#### GIVEN EXERCISE
Convert every line of the items below into a Markdown table with two columns, Row for the row number and Line for the line itself, leaving out blank lines. Don't include the pictures in the table.

#### DATA FOR THE TASK

====

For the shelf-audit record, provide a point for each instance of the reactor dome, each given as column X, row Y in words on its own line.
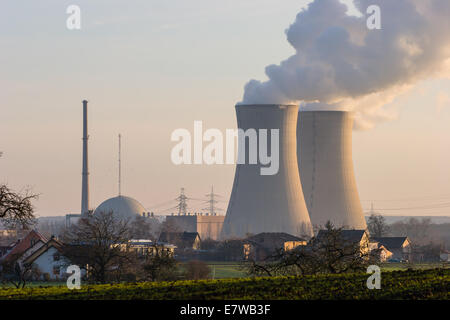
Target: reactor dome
column 122, row 207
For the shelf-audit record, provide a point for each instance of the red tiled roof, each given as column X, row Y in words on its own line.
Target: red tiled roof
column 25, row 244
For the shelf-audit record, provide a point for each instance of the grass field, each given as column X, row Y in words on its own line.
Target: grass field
column 410, row 284
column 225, row 270
column 228, row 270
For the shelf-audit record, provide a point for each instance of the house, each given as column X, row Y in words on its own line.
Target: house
column 25, row 247
column 48, row 260
column 399, row 246
column 445, row 256
column 182, row 240
column 144, row 248
column 379, row 252
column 262, row 245
column 358, row 238
column 4, row 250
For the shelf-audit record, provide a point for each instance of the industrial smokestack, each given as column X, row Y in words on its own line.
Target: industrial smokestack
column 85, row 174
column 268, row 203
column 326, row 168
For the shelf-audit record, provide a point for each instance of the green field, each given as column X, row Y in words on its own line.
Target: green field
column 225, row 270
column 411, row 284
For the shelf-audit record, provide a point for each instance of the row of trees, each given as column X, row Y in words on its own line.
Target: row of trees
column 331, row 253
column 101, row 241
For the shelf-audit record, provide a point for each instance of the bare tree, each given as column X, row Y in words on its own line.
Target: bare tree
column 377, row 226
column 99, row 242
column 16, row 209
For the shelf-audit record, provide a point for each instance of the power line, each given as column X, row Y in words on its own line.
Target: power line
column 182, row 203
column 212, row 203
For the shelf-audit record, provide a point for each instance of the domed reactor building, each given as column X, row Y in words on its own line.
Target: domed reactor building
column 324, row 153
column 122, row 207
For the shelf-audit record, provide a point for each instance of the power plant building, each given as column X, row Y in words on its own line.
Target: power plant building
column 326, row 169
column 268, row 203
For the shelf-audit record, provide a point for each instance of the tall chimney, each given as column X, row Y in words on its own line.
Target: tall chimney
column 85, row 174
column 268, row 203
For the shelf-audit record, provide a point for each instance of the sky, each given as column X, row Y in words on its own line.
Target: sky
column 150, row 67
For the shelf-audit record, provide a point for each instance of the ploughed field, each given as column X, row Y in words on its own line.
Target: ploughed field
column 410, row 284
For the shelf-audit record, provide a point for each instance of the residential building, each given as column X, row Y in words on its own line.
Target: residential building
column 182, row 240
column 399, row 246
column 262, row 245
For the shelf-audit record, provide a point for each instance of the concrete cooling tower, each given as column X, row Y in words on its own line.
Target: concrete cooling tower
column 326, row 168
column 268, row 203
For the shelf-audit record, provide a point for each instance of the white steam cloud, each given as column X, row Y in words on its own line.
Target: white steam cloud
column 340, row 62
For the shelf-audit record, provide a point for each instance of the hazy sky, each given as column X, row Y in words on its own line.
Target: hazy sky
column 150, row 67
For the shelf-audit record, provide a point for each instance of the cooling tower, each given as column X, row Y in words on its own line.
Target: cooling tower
column 267, row 203
column 326, row 168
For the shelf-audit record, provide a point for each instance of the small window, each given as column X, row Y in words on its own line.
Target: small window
column 56, row 270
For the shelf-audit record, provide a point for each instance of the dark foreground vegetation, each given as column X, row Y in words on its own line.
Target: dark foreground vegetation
column 410, row 284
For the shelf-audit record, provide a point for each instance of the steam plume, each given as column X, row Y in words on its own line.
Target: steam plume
column 340, row 62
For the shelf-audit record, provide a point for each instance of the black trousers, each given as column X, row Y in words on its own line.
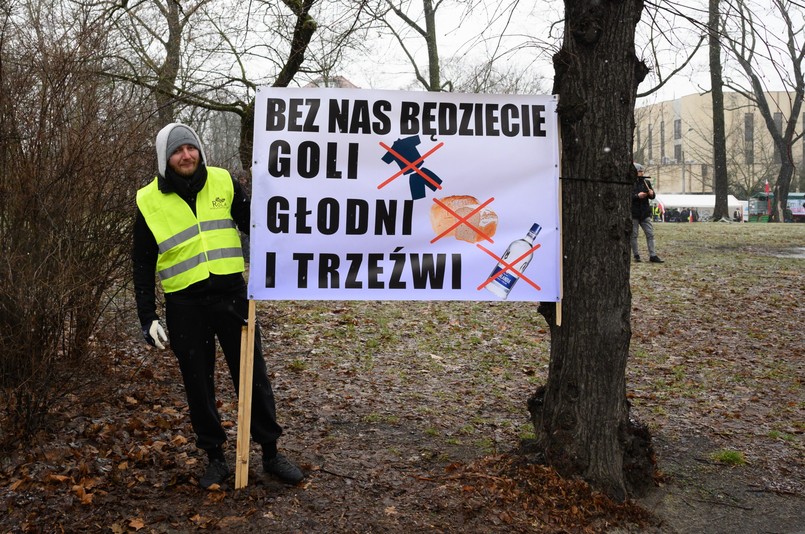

====

#### ANSWER TO THE PROBLEM
| Row | Line |
|---|---|
| 1 | For the shelf-audit record, provide a point for each instance of the reactor dome, each given as column X, row Y in words on its own line. |
| 2 | Target: reactor dome |
| 3 | column 122, row 207 |
| 4 | For the shelf-audit record, provide a point for each instance of the red tiled roof, each given as column X, row Y in words on its own line. |
| 5 | Target: red tiled roof |
| 6 | column 25, row 244 |
| 7 | For the shelf-audit record, provide a point for each instance of the grass field, each given as column X, row Y in words on its own line. |
| 8 | Target: grass field |
| 9 | column 410, row 284 |
| 10 | column 225, row 270 |
| 11 | column 228, row 270 |
| 12 | For the shelf-audit record, provide a point for each instance of the house, each given as column X, row Y in words on its own line. |
| 13 | Target: house |
| 14 | column 25, row 247 |
| 15 | column 48, row 260 |
| 16 | column 399, row 246 |
| 17 | column 445, row 256 |
| 18 | column 182, row 240 |
| 19 | column 144, row 248 |
| 20 | column 379, row 252 |
| 21 | column 262, row 245 |
| 22 | column 358, row 238 |
| 23 | column 4, row 250 |
| 24 | For the shelf-audit record, provide a point for each instance of the industrial smokestack, each given as column X, row Y in words on its own line. |
| 25 | Target: industrial smokestack |
| 26 | column 85, row 174 |
| 27 | column 268, row 203 |
| 28 | column 326, row 168 |
| 29 | For the shelf-audit record, provide a point for each instance of the green field, each given as column X, row Y in words on its own line. |
| 30 | Target: green field |
| 31 | column 225, row 270 |
| 32 | column 411, row 284 |
| 33 | For the shelf-audit record, provide a point for each instance of the row of trees, each given as column X, row Y in words on its own line. |
| 34 | Target: row of trees |
| 35 | column 331, row 253 |
| 36 | column 101, row 241 |
| 37 | For the shelf-audit record, provide a point for each instance of the bare tree, each given as column X, row Y in words on its own line. |
| 38 | Target: bare tree |
| 39 | column 377, row 226 |
| 40 | column 99, row 242 |
| 41 | column 16, row 209 |
| 42 | For the shelf-audit record, provide a point for each instance of the power line, each given as column X, row Y in words on its own line. |
| 43 | Target: power line |
| 44 | column 182, row 203 |
| 45 | column 212, row 203 |
| 46 | For the shelf-audit record, provide a point for each instance of the domed reactor building, each given as column X, row Y in words on its own line. |
| 47 | Target: domed reactor building |
| 48 | column 324, row 153 |
| 49 | column 122, row 207 |
| 50 | For the shelf-audit record, provide a point for each instance of the power plant building, each given as column X, row Y in words on its own line. |
| 51 | Target: power plant building |
| 52 | column 326, row 169 |
| 53 | column 268, row 203 |
| 54 | For the shelf-audit record, provide a point for each instance of the tall chimney, each given as column X, row Y in words on its own line. |
| 55 | Target: tall chimney |
| 56 | column 85, row 174 |
| 57 | column 268, row 203 |
| 58 | For the shelf-audit record, provide a point for each instance of the sky, each given as column X, row Y in words on its own line. |
| 59 | Target: sky |
| 60 | column 150, row 67 |
| 61 | For the shelf-audit record, provide a point for each instance of the ploughed field, each given as column X, row Y in words on its own line. |
| 62 | Target: ploughed field |
| 63 | column 410, row 284 |
| 64 | For the shelf-audit record, provide a point for each instance of the residential building, each given as column X, row Y in words on its own line. |
| 65 | Target: residential building |
| 66 | column 182, row 240 |
| 67 | column 399, row 246 |
| 68 | column 262, row 245 |
| 69 | For the shelf-audit record, provide a point for each instance of the concrete cooling tower, each given as column X, row Y in words on its own line. |
| 70 | Target: concrete cooling tower |
| 71 | column 326, row 168 |
| 72 | column 268, row 203 |
| 73 | For the shelf-audit record, provide a point for each instance of the white steam cloud, each given as column X, row Y in words on its own line. |
| 74 | Target: white steam cloud |
| 75 | column 340, row 62 |
| 76 | For the shelf-audit record, provide a point for each instance of the hazy sky, each given as column X, row Y in words on its own line. |
| 77 | Target: hazy sky |
| 78 | column 150, row 67 |
| 79 | For the shelf-audit record, provide a point for each instance of the cooling tower, each given as column X, row Y in words on its own line. |
| 80 | Target: cooling tower |
| 81 | column 267, row 203 |
| 82 | column 326, row 168 |
| 83 | For the shelf-audit record, provide a point for each instance of the small window, each given as column X, row Y in words on its own line. |
| 84 | Target: small window |
| 85 | column 56, row 270 |
| 86 | For the shelf-audit record, provide a point for each instance of the dark foreground vegetation, each given as column X, row Y in words on its own line. |
| 87 | Target: dark foreground vegetation |
| 88 | column 410, row 284 |
| 89 | For the shelf-audit record, provide a point for each instance of the steam plume, each given as column X, row Y in words on its own line. |
| 90 | Target: steam plume |
| 91 | column 340, row 62 |
| 92 | For the shelf-audit record, provide a point for each instance of the black trousers, each given as column X, row Y in words on its own line. |